WHAT IS NEEDED: Exact reproduction of all the data is needed.

DATA SUPPLIED:
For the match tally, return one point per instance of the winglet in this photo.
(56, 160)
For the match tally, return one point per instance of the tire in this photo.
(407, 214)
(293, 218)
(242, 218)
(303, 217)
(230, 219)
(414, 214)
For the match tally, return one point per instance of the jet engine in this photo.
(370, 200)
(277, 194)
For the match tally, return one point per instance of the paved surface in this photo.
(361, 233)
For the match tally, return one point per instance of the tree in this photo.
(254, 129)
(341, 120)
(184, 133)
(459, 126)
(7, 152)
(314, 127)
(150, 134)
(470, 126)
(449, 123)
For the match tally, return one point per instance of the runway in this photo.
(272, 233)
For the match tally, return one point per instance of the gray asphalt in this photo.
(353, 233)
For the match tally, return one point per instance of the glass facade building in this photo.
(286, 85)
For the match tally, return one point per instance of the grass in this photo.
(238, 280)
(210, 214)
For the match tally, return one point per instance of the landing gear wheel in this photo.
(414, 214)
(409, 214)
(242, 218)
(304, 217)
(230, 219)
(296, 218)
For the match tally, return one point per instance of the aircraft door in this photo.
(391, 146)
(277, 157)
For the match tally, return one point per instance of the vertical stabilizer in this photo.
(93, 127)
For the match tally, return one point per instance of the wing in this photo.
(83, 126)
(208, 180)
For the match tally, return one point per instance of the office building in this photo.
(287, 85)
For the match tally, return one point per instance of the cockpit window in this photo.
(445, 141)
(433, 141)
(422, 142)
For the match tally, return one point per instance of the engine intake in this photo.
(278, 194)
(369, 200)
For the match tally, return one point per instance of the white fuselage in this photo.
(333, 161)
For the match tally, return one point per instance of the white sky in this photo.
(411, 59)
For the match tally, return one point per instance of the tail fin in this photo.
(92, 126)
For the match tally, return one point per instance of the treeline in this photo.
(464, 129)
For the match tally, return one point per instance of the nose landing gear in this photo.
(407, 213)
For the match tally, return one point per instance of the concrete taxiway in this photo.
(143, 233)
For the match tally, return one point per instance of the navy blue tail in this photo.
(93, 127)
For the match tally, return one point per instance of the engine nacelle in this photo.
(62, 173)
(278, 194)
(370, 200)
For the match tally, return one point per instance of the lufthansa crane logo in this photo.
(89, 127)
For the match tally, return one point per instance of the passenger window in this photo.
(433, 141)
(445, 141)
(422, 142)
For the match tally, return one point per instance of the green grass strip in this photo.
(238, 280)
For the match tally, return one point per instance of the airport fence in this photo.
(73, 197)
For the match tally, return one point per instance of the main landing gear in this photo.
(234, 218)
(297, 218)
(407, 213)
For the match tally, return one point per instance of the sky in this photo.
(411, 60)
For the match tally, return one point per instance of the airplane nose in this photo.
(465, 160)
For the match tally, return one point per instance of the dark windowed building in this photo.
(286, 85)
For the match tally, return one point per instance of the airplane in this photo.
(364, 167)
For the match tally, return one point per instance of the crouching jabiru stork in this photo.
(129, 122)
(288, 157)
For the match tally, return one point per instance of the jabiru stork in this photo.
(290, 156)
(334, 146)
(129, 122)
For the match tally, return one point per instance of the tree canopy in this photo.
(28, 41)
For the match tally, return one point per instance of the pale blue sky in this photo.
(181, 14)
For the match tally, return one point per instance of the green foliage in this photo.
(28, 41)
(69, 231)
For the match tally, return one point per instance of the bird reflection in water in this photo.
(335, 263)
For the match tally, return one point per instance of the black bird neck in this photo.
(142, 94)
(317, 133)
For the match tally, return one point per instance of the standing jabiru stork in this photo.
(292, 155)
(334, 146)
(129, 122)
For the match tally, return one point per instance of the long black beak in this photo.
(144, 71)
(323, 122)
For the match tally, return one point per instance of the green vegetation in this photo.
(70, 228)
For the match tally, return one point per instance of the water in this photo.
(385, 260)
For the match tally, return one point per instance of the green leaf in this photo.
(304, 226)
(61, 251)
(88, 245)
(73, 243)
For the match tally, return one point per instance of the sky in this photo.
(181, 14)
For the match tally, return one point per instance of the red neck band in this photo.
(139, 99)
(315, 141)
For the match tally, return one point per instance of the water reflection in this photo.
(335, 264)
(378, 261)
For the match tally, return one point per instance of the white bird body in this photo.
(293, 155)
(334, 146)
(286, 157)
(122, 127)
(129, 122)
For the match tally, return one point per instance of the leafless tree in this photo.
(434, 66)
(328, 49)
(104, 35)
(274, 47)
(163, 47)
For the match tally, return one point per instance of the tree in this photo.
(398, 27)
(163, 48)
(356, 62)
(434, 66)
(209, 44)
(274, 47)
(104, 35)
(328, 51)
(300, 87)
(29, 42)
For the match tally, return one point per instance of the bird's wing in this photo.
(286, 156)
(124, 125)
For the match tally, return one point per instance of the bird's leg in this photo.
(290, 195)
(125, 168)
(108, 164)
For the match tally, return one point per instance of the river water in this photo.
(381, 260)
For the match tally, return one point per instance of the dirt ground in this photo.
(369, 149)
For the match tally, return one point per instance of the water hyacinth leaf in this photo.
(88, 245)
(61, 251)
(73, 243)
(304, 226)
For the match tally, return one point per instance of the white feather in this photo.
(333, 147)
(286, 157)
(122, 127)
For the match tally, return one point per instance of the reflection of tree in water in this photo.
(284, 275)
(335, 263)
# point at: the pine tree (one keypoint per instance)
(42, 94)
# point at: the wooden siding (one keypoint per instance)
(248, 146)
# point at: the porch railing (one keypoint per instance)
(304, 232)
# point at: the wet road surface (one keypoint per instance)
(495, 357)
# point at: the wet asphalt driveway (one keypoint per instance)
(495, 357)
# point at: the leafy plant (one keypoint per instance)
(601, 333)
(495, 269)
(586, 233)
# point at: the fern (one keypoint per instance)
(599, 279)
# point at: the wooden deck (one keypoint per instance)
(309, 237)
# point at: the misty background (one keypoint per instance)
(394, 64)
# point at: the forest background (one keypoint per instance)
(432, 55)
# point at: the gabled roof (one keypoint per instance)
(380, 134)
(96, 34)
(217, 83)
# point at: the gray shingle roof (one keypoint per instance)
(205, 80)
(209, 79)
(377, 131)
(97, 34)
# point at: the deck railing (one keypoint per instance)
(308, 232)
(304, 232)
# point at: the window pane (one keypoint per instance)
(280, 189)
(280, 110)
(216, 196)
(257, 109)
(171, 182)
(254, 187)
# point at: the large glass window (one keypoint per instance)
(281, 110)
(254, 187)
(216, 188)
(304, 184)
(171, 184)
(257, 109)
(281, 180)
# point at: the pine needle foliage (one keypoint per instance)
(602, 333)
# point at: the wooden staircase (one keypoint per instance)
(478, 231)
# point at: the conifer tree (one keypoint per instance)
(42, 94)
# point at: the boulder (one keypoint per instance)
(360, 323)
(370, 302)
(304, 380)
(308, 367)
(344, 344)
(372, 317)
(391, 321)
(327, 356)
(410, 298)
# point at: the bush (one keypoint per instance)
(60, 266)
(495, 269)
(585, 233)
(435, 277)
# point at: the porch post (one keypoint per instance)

WRITTEN ANSWER:
For the match tally, return one point per instance of the winglet in this photo.
(56, 160)
For the match tally, return one point per instance of the tire in this photo.
(407, 214)
(293, 218)
(242, 218)
(303, 217)
(230, 219)
(414, 214)
For the match tally, return one point per instance of the jet engine in this photo.
(370, 200)
(277, 194)
For the match tally, return one point per instance of the paved surface in this photo.
(361, 233)
For the match tally, return one point per instance of the tree in this photo.
(254, 129)
(341, 120)
(184, 133)
(459, 126)
(7, 152)
(314, 127)
(150, 134)
(470, 126)
(449, 123)
For the match tally, return one point per instance of the runway in this photo.
(272, 233)
For the match tally, return one point per instance of the gray asphalt in this photo.
(353, 233)
For the match tally, return one point per instance of the glass facade building in this photo.
(286, 85)
For the match tally, return one point per instance of the grass in this photo.
(238, 280)
(210, 214)
For the match tally, return one point per instance of the landing gear wheel in this photo.
(414, 214)
(409, 214)
(242, 218)
(304, 217)
(230, 219)
(296, 218)
For the match tally, return one point per instance of the aircraft door in this photo.
(391, 146)
(277, 157)
For the match tally, return one point per instance of the vertical stabilizer in this photo.
(93, 127)
For the match tally, return one point per instance of the wing in this photo.
(83, 126)
(208, 180)
For the match tally, return one point per instance of the office building in this photo.
(287, 85)
For the match tally, return one point per instance of the cockpit window in this photo.
(445, 141)
(433, 141)
(422, 142)
For the match tally, return one point per instance of the engine intake in this photo.
(278, 194)
(369, 200)
For the match tally, return one point per instance of the white fuselage in this photo.
(333, 161)
For the match tally, return one point per instance of the white sky in this photo.
(411, 59)
For the match tally, return one point per instance of the tail fin in this photo.
(92, 126)
For the match tally, return one point per instance of the treeline in this photo.
(464, 129)
For the match tally, return one point per instance of the nose landing gear in this photo.
(407, 213)
For the match tally, return one point per instance of the concrete taxiway in this photo.
(143, 233)
For the match tally, return one point per instance of the navy blue tail in this photo.
(93, 127)
For the match tally, return one point per instance of the engine nacelle in this photo.
(62, 173)
(278, 194)
(370, 200)
For the match tally, return one point per instance of the lufthansa crane logo in this photo.
(89, 127)
For the match tally, return one point per instance of the passenger window in this photo.
(433, 141)
(445, 141)
(422, 142)
For the match tally, return one point per instance of the green grass strip in this photo.
(238, 280)
For the match tally, return one point per instance of the airport fence in this photo.
(73, 197)
For the match tally, return one point per instance of the main landing gear in this photo.
(234, 218)
(297, 218)
(407, 213)
For the match tally, return one point per instance of the sky in this photo.
(411, 60)
For the match tally, return one point per instance of the airplane nose in this photo.
(465, 160)
For the match tally, return one point per instance of the dark windowed building in this photo.
(286, 85)
For the match tally, return one point per instance of the airplane in this photo.
(364, 167)
For the match tally, return one point per instance of the crouching jabiru stork in this photo.
(129, 122)
(288, 157)
For the match tally, return one point per instance of the jabiru stork in this photo.
(290, 156)
(334, 146)
(129, 122)
For the match tally, return one point per instance of the tree canopy in this photo.
(28, 41)
For the match tally, return one point per instance of the pale blue sky in this photo.
(181, 14)
For the match tally, return one point per instance of the green foliage in this photo.
(28, 41)
(69, 231)
For the match tally, return one point per instance of the bird reflection in water in this photo.
(335, 263)
For the match tally, return one point per instance of the black bird neck in this photo.
(142, 94)
(317, 133)
For the match tally, return one point per instance of the standing jabiru stork in this photo.
(292, 155)
(334, 146)
(129, 122)
For the match tally, return one point per instance of the long black beak in this photo.
(144, 71)
(323, 122)
For the match tally, return one point per instance of the green vegetation in this photo.
(70, 228)
For the match tally, return one point per instance of the water in this photo.
(385, 260)
For the match tally, return one point per instance of the green leaf in this photo.
(304, 226)
(61, 251)
(88, 245)
(73, 243)
For the match tally, return one point per instance of the sky in this photo.
(181, 14)
For the match tally, return one point per instance of the red neck band in this photo.
(139, 99)
(315, 141)
For the match tally, return one point per instance of the water reflection in this photo.
(335, 264)
(378, 261)
For the match tally, return one point per instance of the white bird body in this photo.
(293, 155)
(334, 146)
(286, 157)
(122, 127)
(129, 122)
For the match tally, return one point per instance of the leafless tree in this photo.
(434, 66)
(328, 49)
(104, 35)
(274, 47)
(163, 47)
For the match tally, return one point per instance of the tree in this photo.
(398, 27)
(163, 48)
(356, 62)
(434, 66)
(209, 44)
(274, 47)
(104, 35)
(328, 51)
(300, 87)
(29, 42)
For the match tally, return one point per instance of the bird's wing in this photo.
(286, 156)
(124, 125)
For the match tally, return one point per instance of the bird's leg in this photo.
(290, 195)
(125, 168)
(108, 164)
For the match tally, return one point per instance of the river water in this photo.
(381, 260)
For the match tally, return one point per instance of the dirt ground in this photo.
(369, 149)
For the match tally, return one point per instance of the water hyacinth leaf in this photo.
(88, 245)
(61, 251)
(73, 243)
(304, 226)
For the match tally, return one point per instance of the white feather in this photo.
(333, 147)
(286, 157)
(122, 127)
For the match tally, return one point per instance of the reflection of tree in water in this photo.
(284, 275)
(335, 263)
# point at: the pine tree (one keypoint per instance)
(42, 94)
# point at: the wooden siding (one keypoint per instance)
(248, 146)
# point at: the porch railing (one keypoint per instance)
(304, 232)
# point at: the wet road surface (one keypoint per instance)
(495, 357)
# point at: the wet asphalt driveway (one keypoint per instance)
(495, 357)
# point at: the leafy plant (one keypoint per instance)
(601, 333)
(495, 269)
(586, 233)
# point at: the fern (one keypoint per instance)
(599, 279)
# point at: the wooden deck (one keypoint per instance)
(309, 237)
# point at: the misty background (one keypoint per instance)
(394, 64)
# point at: the forest background (one keypoint per instance)
(432, 55)
# point at: the gabled roof (one keypoint per instance)
(380, 134)
(96, 34)
(217, 83)
# point at: the gray shingle roof (one keypoint per instance)
(205, 80)
(209, 79)
(377, 131)
(97, 34)
# point at: the deck railing (one keypoint per instance)
(308, 232)
(304, 232)
# point at: the window pane (one keypoint per instance)
(280, 189)
(280, 110)
(216, 196)
(257, 109)
(171, 182)
(254, 187)
# point at: the large glass window (one keypoint per instance)
(281, 110)
(254, 187)
(216, 188)
(304, 184)
(171, 184)
(257, 109)
(281, 180)
# point at: the pine needle foliage (one keypoint per instance)
(602, 333)
# point at: the wooden staircase (one keypoint per instance)
(478, 231)
# point at: the conifer tree (one keypoint per instance)
(42, 94)
# point at: the boulder (one keypoint per instance)
(360, 323)
(370, 302)
(304, 380)
(308, 367)
(344, 344)
(372, 317)
(391, 321)
(327, 356)
(410, 298)
# point at: the bush (one keypoint per instance)
(60, 266)
(495, 269)
(585, 233)
(435, 277)
# point at: the porch post (one keypoint per instance)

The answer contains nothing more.